Stored data:
____
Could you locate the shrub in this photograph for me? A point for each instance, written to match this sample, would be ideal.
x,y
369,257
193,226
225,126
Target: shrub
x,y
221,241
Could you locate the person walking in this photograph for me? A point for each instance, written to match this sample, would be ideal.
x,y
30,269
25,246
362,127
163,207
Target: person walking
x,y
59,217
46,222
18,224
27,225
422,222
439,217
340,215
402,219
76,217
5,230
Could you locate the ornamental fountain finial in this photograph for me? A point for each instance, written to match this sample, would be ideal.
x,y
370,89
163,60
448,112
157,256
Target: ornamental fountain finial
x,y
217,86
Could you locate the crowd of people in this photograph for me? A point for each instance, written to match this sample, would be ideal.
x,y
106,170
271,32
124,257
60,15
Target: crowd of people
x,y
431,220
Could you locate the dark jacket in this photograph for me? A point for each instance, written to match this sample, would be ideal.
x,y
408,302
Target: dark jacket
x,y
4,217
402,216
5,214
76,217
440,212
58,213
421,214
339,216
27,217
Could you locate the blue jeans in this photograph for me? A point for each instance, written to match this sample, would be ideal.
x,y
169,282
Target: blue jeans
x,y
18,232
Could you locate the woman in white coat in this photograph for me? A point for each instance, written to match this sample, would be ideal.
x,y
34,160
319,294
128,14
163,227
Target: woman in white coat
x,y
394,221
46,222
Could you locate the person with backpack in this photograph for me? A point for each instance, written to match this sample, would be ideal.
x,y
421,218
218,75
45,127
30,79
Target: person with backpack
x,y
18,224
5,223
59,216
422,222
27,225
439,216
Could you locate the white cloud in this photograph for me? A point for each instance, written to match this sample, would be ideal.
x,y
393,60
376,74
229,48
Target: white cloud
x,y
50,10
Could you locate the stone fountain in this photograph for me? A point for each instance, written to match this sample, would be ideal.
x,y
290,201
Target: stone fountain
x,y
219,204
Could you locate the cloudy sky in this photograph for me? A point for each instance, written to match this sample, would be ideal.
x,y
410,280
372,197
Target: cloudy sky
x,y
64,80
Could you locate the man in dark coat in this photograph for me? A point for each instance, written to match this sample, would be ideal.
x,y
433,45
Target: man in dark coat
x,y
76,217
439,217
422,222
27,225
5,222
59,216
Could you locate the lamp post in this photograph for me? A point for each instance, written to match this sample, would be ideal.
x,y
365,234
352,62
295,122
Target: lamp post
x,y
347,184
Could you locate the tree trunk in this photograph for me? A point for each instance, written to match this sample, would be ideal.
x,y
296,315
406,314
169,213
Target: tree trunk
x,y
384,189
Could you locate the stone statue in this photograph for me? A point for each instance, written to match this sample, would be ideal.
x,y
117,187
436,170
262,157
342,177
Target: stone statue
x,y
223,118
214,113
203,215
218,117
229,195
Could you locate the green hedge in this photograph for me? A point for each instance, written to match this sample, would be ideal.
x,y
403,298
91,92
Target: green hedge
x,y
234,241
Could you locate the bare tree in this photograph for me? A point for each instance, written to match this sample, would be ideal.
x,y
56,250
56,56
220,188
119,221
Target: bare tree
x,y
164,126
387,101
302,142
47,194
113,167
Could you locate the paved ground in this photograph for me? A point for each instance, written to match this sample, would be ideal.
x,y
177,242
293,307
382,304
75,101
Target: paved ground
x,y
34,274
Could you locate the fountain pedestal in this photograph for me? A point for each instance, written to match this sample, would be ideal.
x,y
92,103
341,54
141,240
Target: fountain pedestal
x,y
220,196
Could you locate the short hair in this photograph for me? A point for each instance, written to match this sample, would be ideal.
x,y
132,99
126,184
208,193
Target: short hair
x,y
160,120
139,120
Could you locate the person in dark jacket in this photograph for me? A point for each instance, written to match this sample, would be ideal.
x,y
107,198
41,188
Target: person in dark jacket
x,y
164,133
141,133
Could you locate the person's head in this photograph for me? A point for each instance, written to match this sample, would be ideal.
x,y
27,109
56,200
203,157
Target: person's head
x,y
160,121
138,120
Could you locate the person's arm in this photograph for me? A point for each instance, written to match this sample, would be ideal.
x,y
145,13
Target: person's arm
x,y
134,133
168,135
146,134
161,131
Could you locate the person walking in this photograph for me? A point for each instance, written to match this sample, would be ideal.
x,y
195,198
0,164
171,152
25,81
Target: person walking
____
- **Your assignment**
An exact repetition of all the records above is required.

- **Result of the task**
Could you locate the shrub in this photograph for me? A point for each instance, written to match this sample, would be ideal.
x,y
369,257
193,226
225,126
Target: shrub
x,y
221,241
Could you locate the person walking in this photograph for me? A point for each instance, written to match this sample, would be ideal.
x,y
30,269
25,246
362,127
163,207
Target: person walking
x,y
59,217
46,222
18,224
27,225
422,222
439,217
340,215
402,219
76,217
5,230
Could you locate the ornamental fountain finial in this photograph for me? A point for each instance, written to match this sample, would be ideal.
x,y
370,89
163,60
448,112
157,256
Target: ornamental fountain finial
x,y
217,86
Could you locate the crowd of people in this photograph for me? A point for each instance, written to match this sample, would be ideal.
x,y
106,170
271,32
124,257
60,15
Target: crowd of people
x,y
431,220
Could you locate the dark jacket in this photograph for me? A point for each instance, written to match this sample, would be ideal.
x,y
408,302
Target: dark jacket
x,y
4,217
402,216
5,214
76,217
440,212
58,213
421,214
339,216
27,217
Could you locate the blue jeans in this photograph for me? A point for each instance, written to match this sample, would be ideal.
x,y
169,282
Target: blue jeans
x,y
18,232
Could you locate the woman in white coat in this photograph for me? A point for each instance, written to match this sample, would be ideal.
x,y
34,160
319,294
128,14
163,227
Target: woman in white coat
x,y
394,221
46,222
Could you locate the person with backpack in this photograph for me? A point for each instance, written to match this sample, would be ideal.
x,y
421,218
218,75
45,127
30,79
Target: person with backpack
x,y
18,224
5,223
59,216
422,222
27,225
439,216
Could you locate the white cloud in this photograph for me? A point for each instance, written to match this sample, would be ideal.
x,y
393,60
376,74
229,48
Target: white cloud
x,y
50,10
Could you locate the stone fountain in this photograph for me? A point for each instance, written to match this sample, would be ideal.
x,y
290,201
Target: stone fountain
x,y
219,204
Could you locate the cloudy sky in this photograph for me? A point for each instance, written to match this sample, would be ideal.
x,y
410,280
372,197
Target: cloudy sky
x,y
64,80
Could you locate the man in dark coat in this photograph for me? A point for each instance, written to match this sample, would be ideal.
x,y
433,45
Target: man in dark coat
x,y
76,217
439,217
422,222
27,225
5,222
59,216
Could you locate the lamp post in this photograph for me? A point for each instance, written to match this sample, would be ideal.
x,y
365,234
352,62
295,122
Target: lamp post
x,y
347,184
Could you locate the tree trunk in this photograph for me? A point for each instance, written to match this sample, would be ideal.
x,y
296,315
406,314
169,213
Target: tree trunk
x,y
384,189
Could you locate the stone statue in this photograph for me? A point for each instance, written to match this sample, would be ideal.
x,y
117,187
436,170
262,157
342,177
Target: stone statue
x,y
223,118
214,113
203,215
218,117
229,195
Could you locate the green hedge in this photograph for me? A point for each instance, written to match this sample, would be ideal.
x,y
403,298
91,92
Target: green hedge
x,y
234,241
Could you locate the bare tree in this photograph for me? A point for each instance, written to match this sample, would be ideal.
x,y
56,250
56,56
220,188
119,221
Target: bare tree
x,y
164,126
387,101
302,142
47,194
113,167
Could you locate the paved ground in this photograph for me? A point for each instance, written to match this sample, would be ideal.
x,y
177,242
293,307
382,304
75,101
Target: paved ground
x,y
34,274
Could you locate the fountain pedestal in this photograph for me? A point for each instance, written to match this sample, would be ideal.
x,y
92,103
341,54
141,240
Target: fountain pedestal
x,y
220,196
Could you locate the short hair in this photograph for me? A point for each instance, written to match this sample, would be ideal.
x,y
132,99
126,184
208,193
Target: short hair
x,y
160,120
139,120
Could you locate the person in dark jacket in this photograph for me? A point for each instance, written to match this sample, would be ideal.
x,y
107,198
41,188
Target: person in dark jacket
x,y
164,133
141,133
Could you locate the person's head in this photograph for me? A point for each instance, written to match this sample, would be ideal.
x,y
27,109
56,200
203,157
Target: person's head
x,y
160,121
138,120
Could you locate the person's arm in this photograph for me? A point for each instance, written to match this sample, would be ideal.
x,y
145,13
Target: person's arm
x,y
134,133
168,135
146,134
161,131
Could you locate the person walking in this photograph for me? A point for each instance, written to match this sample, would be ideal.
x,y
195,198
0,164
171,152
25,81
Target: person walking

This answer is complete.